Problem details ->
Answer these questions from the DiffCutUp page:
1. Which UNIX program were the two story files run through?
2. Whom was the inventor of the Cut-Up method probably following?
3. What company did William Seward Burroughs found?

Provided passage ->

SIPWiki - DiffCutUp

While digging through some of my old manuscripts (intending to publish some otherwise useless articles of fiction here) I discovered two nearly identical revisions of a story. From a cursory reading I was unable to tell which one was written first, so I ran the two files through the UNIX “diff” program, which, as you might expect, spits out the differences between the files. Due to the odd format in which the files were saved, the result was striking. I loaded the diff into a text editor, deleted most of the control characters and over half of the lines (keeping most of them intact), to give my very first cut-up.

W.S. Burroughs (1914-1997), of course, was the inventor of the Cut-Up method (though probably following Brion Gysin), which in turn has proved far more fascinating to computer scientists than it has to literateurs. This is hugely ironic, because Burroughs’s grandfather, William Seward Burroughs (1857-1898) was the inventor of the adding machine, and the founder of the Burroughs Corporation, which like IBM eventually moved into computers.

Listed entries ->

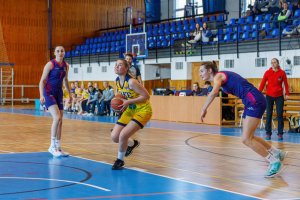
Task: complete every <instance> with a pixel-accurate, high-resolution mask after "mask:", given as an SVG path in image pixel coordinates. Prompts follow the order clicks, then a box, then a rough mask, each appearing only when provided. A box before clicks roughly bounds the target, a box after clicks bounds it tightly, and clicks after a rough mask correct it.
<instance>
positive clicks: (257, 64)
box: [255, 58, 267, 67]
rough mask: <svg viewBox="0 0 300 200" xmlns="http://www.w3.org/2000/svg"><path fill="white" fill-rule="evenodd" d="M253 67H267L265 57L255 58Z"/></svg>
mask: <svg viewBox="0 0 300 200" xmlns="http://www.w3.org/2000/svg"><path fill="white" fill-rule="evenodd" d="M255 67H267V58H256V59H255Z"/></svg>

Your response ->
1. The "diff" program.
2. Brion Gysin.
3. The Burroughs Corporation.